- [Source passage]:
((

Yes, the new changes to Meet the Press are bad, but it really doesn’t matter. The Sunday shows are pointless anyway.
The big news in the closed off world of elite Washington punditry this week had to NBC’s announcement of changes to it’s flagship Sunday news and talk show Meet the Press. Coming on the heels of the replacement of former host David Gregory with Chuck Todd back in August, Meet the Press will be adding conservative MSNBC morning news guy Joe Scarborough and Luke (son of Tim) Russert into an effort to pump up falling ratings.
Basically every hates these new ideas. Liberal site Gawker described the new line up as a “garbage dump” while the conservative Daily Caller announced that viewers are preparing “to retch.” And I noticed quite a few comments on Twitter about how the new additions reflect the Sunday shows’ (and journalism’s in general) enormous lack of diversity.
In my view these points are correct, but they don’t ultimately matter at all. The reality is that the Sunday shows are completely pointless and you shouldn’t be watching them anyway. They aren’t the important shows they were back in the 60’s, 70’s, and 80’s. Instead the Sunday talk shows are really just a relic of another age held together by people who don’t want them canceled because then they’d have to go find real jobs in journalism, and aging (white) Washingtonians who want to prove they are still “in the know”, as Richard Ben Cramer put it, by appearing on them from time to time.
Jonathan Bernstein summed this up best back in March:
In the era of three-network television, the Sunday shows were useful because there were few other venues to hear the parties talk about important issues. And politicians didn’t have many ways to send up trial balloons, or to engage in public, high-profile bargaining.

))

- [What the task requires]: Rewrite the piece on the Sunday shows from "The big news" to "up falling ratings.", replacing "ratings" with "viewership".

- [Excerpts of pointing data]:
((

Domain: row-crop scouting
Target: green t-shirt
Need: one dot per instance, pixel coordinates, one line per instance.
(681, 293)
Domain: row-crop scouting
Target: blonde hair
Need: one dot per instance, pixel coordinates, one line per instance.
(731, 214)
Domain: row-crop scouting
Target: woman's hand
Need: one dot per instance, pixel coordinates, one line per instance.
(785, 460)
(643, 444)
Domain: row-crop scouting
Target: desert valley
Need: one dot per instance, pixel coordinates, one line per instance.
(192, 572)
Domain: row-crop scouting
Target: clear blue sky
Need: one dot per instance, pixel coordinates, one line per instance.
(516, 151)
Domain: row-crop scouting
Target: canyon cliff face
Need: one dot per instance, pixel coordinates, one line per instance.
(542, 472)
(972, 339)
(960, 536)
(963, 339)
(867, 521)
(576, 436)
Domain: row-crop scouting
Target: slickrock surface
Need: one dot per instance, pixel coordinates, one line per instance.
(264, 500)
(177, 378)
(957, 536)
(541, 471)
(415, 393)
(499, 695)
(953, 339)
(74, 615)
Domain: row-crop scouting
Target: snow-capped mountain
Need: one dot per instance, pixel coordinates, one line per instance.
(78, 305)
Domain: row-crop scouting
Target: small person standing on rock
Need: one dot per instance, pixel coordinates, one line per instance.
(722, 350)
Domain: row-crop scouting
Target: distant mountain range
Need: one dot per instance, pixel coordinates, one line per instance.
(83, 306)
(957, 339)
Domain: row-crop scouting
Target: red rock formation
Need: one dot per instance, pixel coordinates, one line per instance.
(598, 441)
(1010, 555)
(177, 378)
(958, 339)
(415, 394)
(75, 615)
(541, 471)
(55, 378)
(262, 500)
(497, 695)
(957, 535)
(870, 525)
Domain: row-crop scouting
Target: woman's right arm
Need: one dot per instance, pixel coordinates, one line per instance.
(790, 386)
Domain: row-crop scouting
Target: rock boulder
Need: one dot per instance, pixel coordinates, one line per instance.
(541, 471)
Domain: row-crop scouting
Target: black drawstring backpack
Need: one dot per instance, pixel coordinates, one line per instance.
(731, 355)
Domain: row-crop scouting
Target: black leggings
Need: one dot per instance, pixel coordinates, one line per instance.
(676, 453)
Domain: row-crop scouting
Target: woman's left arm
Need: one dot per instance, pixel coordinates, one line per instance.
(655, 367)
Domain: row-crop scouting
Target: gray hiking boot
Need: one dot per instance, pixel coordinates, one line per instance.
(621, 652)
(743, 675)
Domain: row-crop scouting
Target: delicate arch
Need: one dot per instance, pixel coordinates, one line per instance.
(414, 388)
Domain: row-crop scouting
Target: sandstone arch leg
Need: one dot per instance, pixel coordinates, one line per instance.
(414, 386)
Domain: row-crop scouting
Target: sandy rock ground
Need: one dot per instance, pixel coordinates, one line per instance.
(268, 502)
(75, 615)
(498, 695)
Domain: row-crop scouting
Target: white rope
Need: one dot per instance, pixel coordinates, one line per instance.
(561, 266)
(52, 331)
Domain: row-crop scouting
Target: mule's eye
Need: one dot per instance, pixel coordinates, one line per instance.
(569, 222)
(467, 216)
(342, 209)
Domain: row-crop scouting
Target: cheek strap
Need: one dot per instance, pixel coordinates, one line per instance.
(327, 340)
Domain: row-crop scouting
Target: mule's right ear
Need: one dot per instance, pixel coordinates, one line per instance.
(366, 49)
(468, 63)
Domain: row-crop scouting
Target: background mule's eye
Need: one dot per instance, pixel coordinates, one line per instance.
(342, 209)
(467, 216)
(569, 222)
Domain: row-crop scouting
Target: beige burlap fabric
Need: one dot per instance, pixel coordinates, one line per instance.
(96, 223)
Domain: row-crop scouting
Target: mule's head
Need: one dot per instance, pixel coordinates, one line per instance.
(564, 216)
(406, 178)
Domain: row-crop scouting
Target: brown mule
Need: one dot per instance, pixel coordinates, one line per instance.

))

- [Answer to the exercise]:
The big news in the closed off world of elite Washington punditry this week had to NBC’s announcement of changes to it’s flagship Sunday news and talk show Meet the Press. Coming on the heels of the replacement of former host David Gregory with Chuck Todd back in August, Meet the Press will be adding conservative MSNBC morning news guy Joe Scarborough and Luke (son of Tim) Russert into an effort to pump up falling viewership.